What the task asks: What is expected is a word-for-word copy of all the entries.

=====

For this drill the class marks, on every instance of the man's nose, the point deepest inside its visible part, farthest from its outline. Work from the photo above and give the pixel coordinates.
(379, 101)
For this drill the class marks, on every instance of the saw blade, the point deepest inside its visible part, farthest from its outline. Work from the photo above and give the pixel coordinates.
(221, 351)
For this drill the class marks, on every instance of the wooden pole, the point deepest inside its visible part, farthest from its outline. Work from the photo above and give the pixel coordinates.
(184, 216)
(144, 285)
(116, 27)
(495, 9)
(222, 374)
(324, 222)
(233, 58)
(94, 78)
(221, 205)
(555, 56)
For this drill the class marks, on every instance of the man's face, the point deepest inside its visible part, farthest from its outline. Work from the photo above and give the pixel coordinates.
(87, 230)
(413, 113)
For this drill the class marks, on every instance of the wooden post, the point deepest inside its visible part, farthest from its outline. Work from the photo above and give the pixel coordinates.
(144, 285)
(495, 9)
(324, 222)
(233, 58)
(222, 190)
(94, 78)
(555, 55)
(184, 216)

=====

Result of this task:
For this drill the class marks, on every instance of the man's nose, the point deepest inside its visible part, farthest from its outline. Work from the photo above and give the pixel coordinates.
(379, 101)
For this drill the class marks, on every instance of the saw blade, the point deepest inside its visible part, farthest from its outline. Work from the photo above and give the pixel coordinates.
(221, 351)
For this drill the class marks, on every instance of the wooden pole, the point deepest inside its visible part, farthest from its outline. Work from the photo above and give the pixel coordinates.
(184, 216)
(144, 285)
(116, 27)
(495, 9)
(222, 374)
(324, 222)
(233, 58)
(94, 78)
(221, 205)
(555, 56)
For this drill the class marks, on every instance of the man's face, the point deepest inside its visible part, farthest from its outline. Work from the photo above and give the pixel coordinates.
(87, 230)
(413, 113)
For this drill the class marks, on every instance of the wooden post, the point deepest inside its visible part, farthest from its outline. Work from the photo above and give the pixel coordinates.
(144, 285)
(495, 9)
(324, 222)
(233, 58)
(222, 190)
(94, 78)
(555, 55)
(184, 216)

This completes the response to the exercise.